» **TASK BRIEF**: Please filter the records down to every line that contains the string "white". Case counts.

» **MATERIAL FOR THIS TASK**:
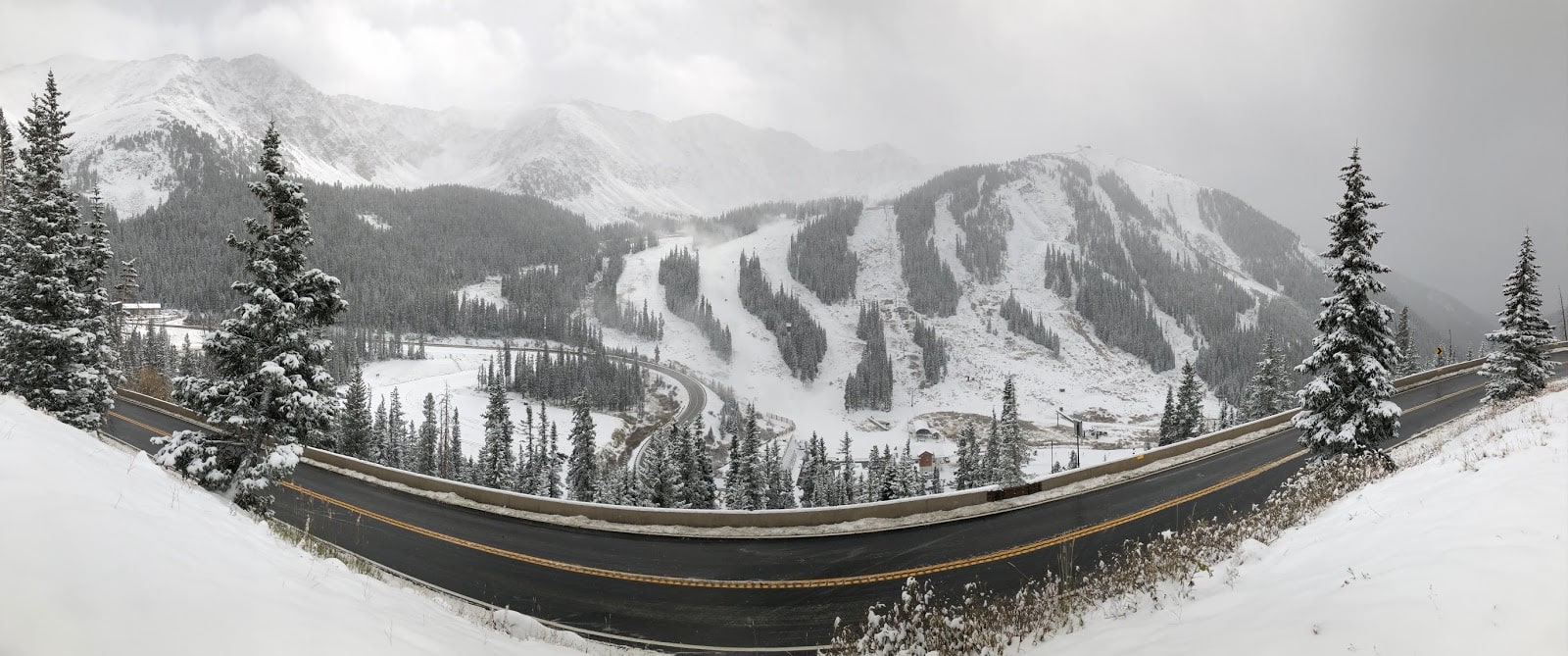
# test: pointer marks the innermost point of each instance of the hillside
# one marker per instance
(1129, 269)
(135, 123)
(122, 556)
* * *
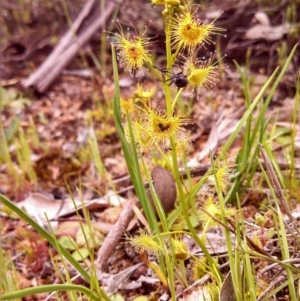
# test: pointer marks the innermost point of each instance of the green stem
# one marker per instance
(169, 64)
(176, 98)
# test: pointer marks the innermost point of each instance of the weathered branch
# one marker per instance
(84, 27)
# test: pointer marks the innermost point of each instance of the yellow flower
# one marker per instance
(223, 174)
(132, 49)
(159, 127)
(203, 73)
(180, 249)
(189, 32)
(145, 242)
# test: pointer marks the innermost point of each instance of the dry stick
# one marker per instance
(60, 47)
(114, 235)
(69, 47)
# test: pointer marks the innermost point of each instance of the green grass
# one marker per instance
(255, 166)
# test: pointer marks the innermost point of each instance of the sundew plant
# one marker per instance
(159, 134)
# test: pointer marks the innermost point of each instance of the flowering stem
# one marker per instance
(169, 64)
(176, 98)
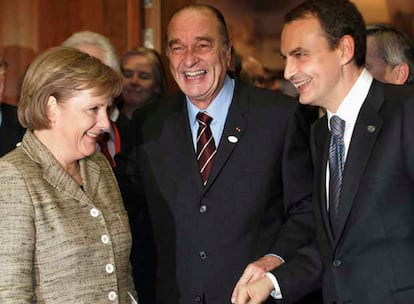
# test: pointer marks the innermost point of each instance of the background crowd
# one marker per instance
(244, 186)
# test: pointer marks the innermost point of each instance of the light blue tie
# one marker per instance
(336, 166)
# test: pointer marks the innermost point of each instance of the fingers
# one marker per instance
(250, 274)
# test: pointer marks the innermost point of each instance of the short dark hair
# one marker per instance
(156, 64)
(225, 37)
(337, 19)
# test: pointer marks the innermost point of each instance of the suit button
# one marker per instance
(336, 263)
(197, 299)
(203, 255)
* * *
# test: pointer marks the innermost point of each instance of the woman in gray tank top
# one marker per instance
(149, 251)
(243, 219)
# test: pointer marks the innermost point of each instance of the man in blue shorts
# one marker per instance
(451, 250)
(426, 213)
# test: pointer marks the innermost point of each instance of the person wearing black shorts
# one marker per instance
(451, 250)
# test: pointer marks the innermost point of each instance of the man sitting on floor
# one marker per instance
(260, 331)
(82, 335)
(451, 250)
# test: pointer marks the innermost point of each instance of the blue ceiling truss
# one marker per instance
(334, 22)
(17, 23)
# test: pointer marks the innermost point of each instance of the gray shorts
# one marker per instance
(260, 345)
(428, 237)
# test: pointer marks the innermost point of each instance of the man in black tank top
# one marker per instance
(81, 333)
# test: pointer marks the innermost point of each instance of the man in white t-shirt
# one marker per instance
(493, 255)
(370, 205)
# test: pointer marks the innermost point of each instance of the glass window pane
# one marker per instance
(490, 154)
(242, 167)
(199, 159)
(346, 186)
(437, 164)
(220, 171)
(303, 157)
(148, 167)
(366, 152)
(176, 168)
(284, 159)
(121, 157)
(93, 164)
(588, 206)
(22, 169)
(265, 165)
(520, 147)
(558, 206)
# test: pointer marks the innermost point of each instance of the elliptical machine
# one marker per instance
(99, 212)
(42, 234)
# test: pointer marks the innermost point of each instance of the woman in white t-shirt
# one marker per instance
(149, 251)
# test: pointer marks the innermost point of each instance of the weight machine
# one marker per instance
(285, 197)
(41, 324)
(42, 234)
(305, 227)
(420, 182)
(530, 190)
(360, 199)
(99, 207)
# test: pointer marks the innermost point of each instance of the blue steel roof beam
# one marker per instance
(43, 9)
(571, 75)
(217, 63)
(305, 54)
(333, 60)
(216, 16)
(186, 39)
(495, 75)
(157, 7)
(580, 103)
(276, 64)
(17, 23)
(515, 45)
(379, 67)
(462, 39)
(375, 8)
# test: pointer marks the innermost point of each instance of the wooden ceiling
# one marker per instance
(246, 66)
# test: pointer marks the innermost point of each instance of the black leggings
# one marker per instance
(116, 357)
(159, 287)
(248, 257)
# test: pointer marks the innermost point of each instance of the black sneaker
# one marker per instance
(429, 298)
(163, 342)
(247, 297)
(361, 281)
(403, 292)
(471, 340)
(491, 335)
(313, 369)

» **SOLUTION**:
# test: pointer marks the innermost point of each instance of the man in white t-shirt
# test: pointer marks the innermost point of each instance of the woman in white t-shirt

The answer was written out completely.